● **Object point labels**:

* * *

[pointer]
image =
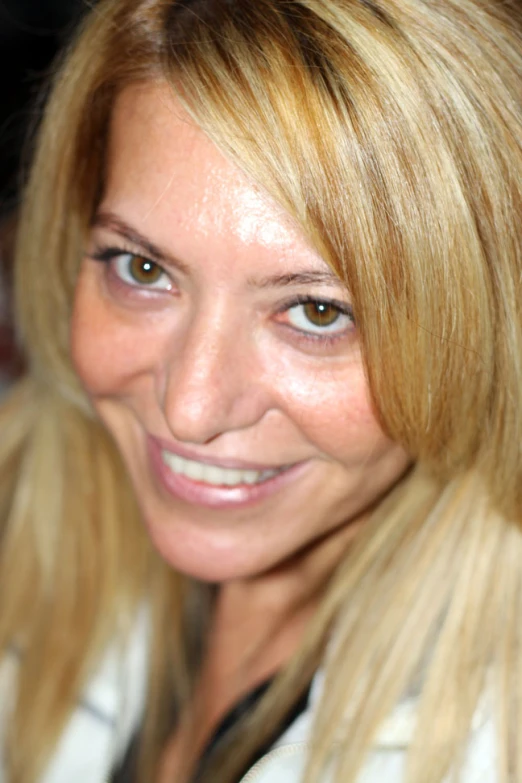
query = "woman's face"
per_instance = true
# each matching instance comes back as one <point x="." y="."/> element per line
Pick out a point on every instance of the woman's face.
<point x="219" y="350"/>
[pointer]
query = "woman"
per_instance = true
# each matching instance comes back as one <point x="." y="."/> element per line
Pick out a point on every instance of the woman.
<point x="269" y="268"/>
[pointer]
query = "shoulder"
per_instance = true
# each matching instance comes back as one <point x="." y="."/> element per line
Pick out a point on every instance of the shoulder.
<point x="286" y="760"/>
<point x="105" y="718"/>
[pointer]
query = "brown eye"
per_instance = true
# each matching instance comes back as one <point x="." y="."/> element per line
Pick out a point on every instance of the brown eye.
<point x="140" y="271"/>
<point x="145" y="272"/>
<point x="320" y="318"/>
<point x="321" y="313"/>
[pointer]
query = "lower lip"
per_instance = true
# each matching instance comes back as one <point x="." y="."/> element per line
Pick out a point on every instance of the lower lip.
<point x="201" y="494"/>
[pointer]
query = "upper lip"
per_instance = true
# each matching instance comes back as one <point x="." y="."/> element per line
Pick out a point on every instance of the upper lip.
<point x="220" y="462"/>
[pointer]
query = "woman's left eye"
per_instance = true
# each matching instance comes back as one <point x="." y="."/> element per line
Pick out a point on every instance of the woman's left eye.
<point x="320" y="317"/>
<point x="137" y="270"/>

* * *

Your task is to repeat the material above exactly, without its pictures.

● **EXERCISE ANSWER**:
[pointer]
image =
query = "woman's face"
per_instance = true
# each matching instance comes back as one <point x="." y="."/> element per line
Pick out a point on every instance of the woman's face.
<point x="219" y="350"/>
[pointer]
query = "woman"
per_instance = true
# each matching instance comes back as one <point x="." y="."/> element per line
Pick out a point on every instance of the woman.
<point x="269" y="268"/>
[pointer]
query = "shoulder"
per_instance = true
# each matching instance comes back as one <point x="." y="."/> element per line
Pick out a point on every instance of the shoulder.
<point x="286" y="760"/>
<point x="105" y="718"/>
[pointer]
query = "brown eye"
per_instance = true
# each matching instance comes back as one <point x="." y="."/> element per line
Pick out a point on every instance of the brown eye.
<point x="140" y="271"/>
<point x="145" y="272"/>
<point x="320" y="318"/>
<point x="321" y="313"/>
[pointer]
query = "lower lip"
per_instance = true
# each matching instance comes back as one <point x="." y="."/> element per line
Pick out a point on every instance of the lower lip.
<point x="201" y="494"/>
[pointer]
query = "upper lip"
per_instance = true
# each matching instance comes back as one <point x="." y="."/> element per line
Pick out a point on every instance of the upper lip.
<point x="220" y="462"/>
[pointer]
query = "woman's left eye"
per_instance = true
# each matching instance comes back as one <point x="." y="."/> element per line
Pick out a point on every instance of the woman's left eye.
<point x="320" y="317"/>
<point x="137" y="270"/>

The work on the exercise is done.